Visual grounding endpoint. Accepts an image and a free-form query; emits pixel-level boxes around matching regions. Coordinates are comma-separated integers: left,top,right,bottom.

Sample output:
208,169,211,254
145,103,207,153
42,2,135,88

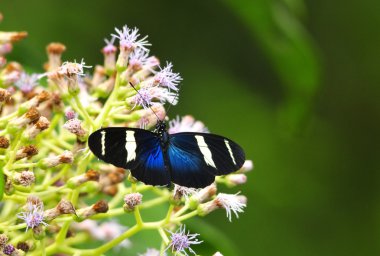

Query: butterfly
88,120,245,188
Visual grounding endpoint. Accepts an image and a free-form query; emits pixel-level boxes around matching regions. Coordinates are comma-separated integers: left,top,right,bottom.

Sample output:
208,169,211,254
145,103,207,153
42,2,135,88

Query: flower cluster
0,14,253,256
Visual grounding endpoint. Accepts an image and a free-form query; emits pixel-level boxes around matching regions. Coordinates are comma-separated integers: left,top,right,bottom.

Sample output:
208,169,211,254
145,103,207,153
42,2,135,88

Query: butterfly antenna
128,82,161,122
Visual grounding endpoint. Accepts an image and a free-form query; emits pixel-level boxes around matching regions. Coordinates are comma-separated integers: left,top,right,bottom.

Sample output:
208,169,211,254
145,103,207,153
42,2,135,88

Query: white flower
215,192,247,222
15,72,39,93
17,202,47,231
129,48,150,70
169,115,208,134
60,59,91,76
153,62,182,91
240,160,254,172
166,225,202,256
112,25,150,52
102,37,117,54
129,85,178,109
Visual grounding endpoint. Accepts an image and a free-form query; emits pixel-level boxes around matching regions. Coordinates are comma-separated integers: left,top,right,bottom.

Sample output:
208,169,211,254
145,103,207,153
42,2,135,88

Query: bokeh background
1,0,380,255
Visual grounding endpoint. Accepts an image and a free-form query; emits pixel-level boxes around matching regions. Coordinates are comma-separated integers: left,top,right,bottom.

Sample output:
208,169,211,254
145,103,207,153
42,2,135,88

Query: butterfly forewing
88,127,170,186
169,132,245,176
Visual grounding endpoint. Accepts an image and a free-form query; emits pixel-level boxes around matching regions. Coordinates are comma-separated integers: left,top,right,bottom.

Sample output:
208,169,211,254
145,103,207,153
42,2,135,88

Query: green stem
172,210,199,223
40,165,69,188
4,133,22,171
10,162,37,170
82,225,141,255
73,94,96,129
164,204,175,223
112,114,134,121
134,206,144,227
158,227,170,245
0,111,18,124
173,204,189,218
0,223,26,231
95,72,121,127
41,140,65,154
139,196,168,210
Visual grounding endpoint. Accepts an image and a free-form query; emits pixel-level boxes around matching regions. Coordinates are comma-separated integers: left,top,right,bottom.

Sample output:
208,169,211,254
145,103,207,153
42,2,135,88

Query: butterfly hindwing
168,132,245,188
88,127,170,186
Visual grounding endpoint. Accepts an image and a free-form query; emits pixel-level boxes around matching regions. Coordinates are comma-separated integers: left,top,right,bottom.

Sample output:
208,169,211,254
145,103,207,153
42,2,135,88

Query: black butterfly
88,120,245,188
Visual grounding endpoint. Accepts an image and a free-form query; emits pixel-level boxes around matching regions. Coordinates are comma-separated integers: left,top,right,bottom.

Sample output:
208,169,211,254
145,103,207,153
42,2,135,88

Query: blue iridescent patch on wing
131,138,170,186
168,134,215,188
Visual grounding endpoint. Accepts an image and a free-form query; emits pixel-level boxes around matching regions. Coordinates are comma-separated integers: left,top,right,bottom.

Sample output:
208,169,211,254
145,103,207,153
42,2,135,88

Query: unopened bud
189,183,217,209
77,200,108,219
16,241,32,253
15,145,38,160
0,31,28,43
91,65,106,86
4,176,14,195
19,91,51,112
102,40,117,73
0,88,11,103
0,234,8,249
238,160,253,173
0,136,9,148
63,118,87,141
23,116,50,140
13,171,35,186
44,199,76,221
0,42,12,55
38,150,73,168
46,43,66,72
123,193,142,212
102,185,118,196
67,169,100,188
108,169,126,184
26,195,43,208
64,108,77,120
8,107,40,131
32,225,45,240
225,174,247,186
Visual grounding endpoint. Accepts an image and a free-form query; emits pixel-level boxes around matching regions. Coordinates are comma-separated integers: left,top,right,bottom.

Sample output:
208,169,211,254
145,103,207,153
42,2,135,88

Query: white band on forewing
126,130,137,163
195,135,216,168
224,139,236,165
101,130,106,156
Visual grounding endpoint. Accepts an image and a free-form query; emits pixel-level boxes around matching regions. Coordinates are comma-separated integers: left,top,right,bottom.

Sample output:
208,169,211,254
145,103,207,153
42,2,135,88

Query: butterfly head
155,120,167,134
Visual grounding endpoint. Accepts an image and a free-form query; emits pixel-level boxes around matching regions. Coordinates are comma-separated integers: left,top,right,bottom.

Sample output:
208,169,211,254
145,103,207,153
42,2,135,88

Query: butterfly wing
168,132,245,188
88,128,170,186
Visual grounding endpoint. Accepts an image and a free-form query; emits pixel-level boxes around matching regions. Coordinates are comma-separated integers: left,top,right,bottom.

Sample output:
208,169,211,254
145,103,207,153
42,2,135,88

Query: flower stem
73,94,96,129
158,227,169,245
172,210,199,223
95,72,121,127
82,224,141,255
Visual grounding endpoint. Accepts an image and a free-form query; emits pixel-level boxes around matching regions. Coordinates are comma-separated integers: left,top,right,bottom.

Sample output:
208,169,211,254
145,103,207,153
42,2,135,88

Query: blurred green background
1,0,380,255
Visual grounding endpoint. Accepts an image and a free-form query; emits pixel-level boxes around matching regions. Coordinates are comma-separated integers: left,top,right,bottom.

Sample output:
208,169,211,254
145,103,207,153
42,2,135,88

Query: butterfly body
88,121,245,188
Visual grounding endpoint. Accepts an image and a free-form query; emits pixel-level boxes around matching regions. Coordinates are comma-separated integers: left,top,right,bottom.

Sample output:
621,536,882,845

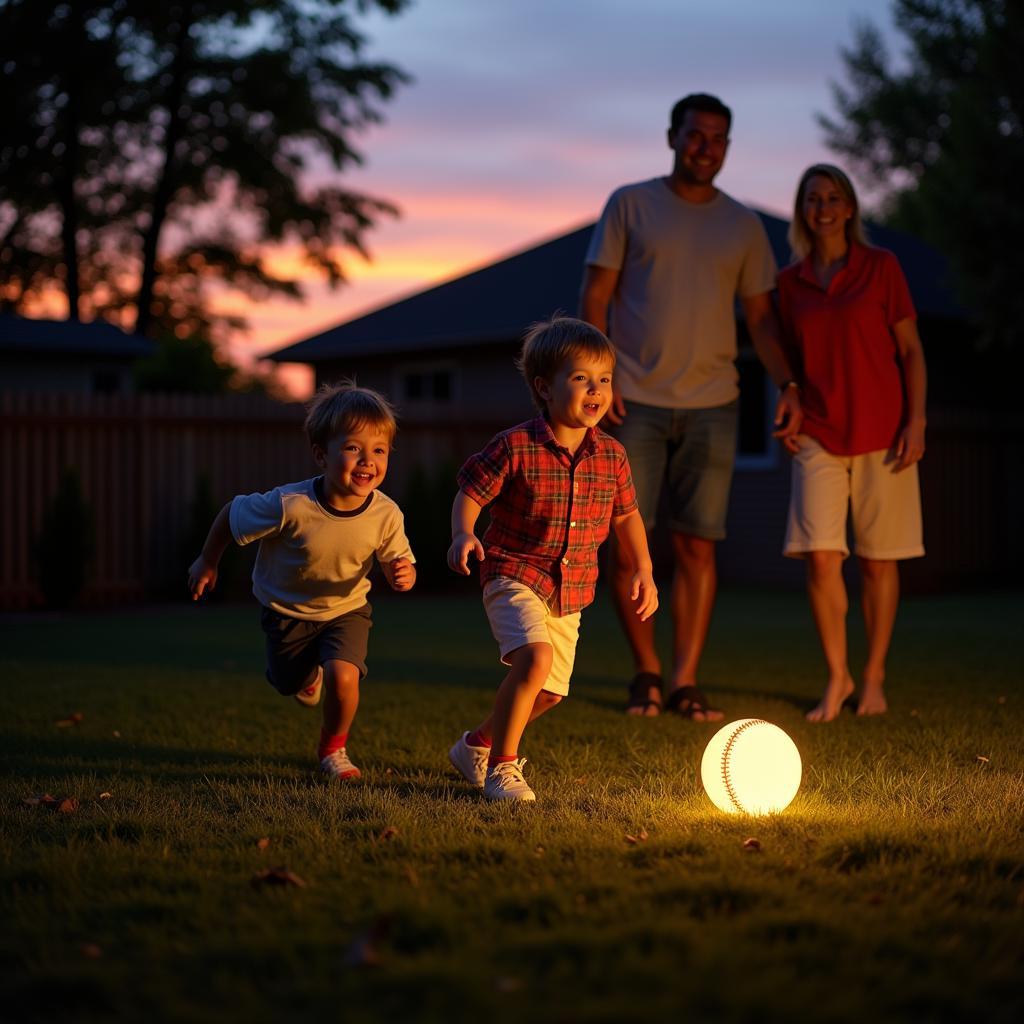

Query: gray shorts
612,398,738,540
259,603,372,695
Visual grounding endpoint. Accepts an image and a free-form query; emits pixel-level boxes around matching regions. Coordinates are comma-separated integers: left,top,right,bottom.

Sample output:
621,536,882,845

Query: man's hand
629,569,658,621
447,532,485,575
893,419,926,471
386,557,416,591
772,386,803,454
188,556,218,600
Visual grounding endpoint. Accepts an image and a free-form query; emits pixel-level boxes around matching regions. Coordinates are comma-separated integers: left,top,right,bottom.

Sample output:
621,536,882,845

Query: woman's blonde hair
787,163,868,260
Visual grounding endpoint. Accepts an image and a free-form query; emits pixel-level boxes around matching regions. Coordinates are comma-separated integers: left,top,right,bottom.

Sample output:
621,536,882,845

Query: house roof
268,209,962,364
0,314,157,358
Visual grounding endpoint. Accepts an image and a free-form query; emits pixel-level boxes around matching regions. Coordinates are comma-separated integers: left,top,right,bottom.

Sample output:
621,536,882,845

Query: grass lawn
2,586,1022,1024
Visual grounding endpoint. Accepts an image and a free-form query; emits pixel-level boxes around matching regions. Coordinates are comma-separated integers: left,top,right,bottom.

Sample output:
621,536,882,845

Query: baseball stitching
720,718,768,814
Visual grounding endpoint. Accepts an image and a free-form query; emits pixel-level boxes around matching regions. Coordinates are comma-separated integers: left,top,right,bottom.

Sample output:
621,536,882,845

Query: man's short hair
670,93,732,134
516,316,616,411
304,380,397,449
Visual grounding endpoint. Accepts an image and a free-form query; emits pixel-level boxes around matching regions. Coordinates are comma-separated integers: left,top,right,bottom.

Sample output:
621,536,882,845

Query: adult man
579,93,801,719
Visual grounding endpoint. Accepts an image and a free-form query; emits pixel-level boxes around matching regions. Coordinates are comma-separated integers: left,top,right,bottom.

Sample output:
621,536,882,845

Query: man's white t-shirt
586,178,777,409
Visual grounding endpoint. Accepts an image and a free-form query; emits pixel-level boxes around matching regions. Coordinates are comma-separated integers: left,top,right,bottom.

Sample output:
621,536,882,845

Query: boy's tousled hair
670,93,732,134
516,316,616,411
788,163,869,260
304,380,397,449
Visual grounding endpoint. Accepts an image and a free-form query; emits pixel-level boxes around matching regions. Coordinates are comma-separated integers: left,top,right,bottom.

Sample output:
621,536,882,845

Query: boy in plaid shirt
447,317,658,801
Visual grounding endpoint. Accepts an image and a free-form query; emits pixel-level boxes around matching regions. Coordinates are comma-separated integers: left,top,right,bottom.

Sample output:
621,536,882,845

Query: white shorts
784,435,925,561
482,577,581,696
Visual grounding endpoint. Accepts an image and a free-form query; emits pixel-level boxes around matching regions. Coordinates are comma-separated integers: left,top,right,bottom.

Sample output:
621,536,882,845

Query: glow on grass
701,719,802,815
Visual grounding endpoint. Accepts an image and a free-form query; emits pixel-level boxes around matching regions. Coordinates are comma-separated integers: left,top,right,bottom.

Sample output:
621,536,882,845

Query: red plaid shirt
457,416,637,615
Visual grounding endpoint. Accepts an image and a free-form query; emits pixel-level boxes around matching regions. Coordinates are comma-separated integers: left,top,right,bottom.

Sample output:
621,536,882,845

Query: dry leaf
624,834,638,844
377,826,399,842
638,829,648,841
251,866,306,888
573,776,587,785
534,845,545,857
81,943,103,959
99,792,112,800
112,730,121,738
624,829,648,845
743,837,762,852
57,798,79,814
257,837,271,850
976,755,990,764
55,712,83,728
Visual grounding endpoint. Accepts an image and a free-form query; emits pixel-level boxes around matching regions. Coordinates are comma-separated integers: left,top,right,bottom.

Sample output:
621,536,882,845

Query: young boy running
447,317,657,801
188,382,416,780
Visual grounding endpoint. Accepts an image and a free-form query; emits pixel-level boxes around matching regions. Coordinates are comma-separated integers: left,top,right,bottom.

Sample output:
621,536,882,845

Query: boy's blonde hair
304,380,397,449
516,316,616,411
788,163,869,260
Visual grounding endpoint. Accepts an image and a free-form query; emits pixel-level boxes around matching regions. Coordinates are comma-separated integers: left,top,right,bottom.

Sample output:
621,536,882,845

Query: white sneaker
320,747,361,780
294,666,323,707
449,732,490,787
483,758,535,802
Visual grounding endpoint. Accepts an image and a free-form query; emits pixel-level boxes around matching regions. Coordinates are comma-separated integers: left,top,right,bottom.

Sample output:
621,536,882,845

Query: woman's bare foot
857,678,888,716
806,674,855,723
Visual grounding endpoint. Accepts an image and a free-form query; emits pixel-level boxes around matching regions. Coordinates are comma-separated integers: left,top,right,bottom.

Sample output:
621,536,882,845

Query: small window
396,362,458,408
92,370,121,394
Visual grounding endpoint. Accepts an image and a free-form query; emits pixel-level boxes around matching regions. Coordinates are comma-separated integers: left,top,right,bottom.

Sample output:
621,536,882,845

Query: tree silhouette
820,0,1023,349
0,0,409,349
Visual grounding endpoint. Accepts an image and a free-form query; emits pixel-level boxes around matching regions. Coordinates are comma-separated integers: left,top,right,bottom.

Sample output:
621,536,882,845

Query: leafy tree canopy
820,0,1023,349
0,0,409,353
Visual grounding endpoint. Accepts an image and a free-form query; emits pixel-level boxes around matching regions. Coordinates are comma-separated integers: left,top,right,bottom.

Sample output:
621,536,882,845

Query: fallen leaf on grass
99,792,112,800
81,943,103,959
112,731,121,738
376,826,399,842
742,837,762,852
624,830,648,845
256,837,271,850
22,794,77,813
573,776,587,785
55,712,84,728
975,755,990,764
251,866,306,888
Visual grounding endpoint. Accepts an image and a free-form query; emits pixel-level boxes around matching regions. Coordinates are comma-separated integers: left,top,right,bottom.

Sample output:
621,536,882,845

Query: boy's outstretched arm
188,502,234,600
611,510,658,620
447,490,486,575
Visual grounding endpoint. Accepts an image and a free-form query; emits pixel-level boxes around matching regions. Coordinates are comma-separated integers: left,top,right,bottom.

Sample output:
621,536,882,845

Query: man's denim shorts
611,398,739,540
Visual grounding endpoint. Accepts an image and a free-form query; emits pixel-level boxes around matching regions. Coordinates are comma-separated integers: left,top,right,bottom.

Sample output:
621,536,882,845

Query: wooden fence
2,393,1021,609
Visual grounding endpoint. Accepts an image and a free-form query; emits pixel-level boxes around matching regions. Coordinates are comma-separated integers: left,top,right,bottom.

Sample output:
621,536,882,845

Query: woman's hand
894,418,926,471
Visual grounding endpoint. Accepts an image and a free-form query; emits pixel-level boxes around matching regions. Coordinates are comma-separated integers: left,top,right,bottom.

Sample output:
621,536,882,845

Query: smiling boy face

Instructions to follow —
There is a line above that contains "Query: boy's outstretched arm". Copy it and all later lines through the last, exactly, and leave out the rest.

Result of the exercise —
Query: boy's outstretched arm
188,502,234,600
611,510,658,620
447,490,486,575
Visual grounding endpoint. Accepts an image and a free-form query; emits pixel-level boxes around matching regions. Coordinates are comma-separated integers: left,top,right,bottom.

Sample output:
621,536,882,845

Query: man's denim shorts
611,398,739,540
Visual grounding endpoint. Accepts an image and a free-form query; emits pixel-level boxes around matching regions. Coordinates are comma-separated integers: left,top,right,bottom.

Sample output:
621,536,882,845

Query: wooden fence
2,393,1021,609
Visual grounding endpoint. Accepts an image and a free-form query; emits pixel-level boxes around matching regions. Coordinates are comma-separated integers: left,top,right,bottom.

Sample output:
621,536,882,845

Query: woman's hand
894,418,926,471
Visual grounding endpoint. Accepts an image and a free-form query; emits pixel-level boxes around matching regions. Coordinates are comma-separated integers: left,top,right,bottom.

Sample output:
621,536,882,845

Query: smiling boy face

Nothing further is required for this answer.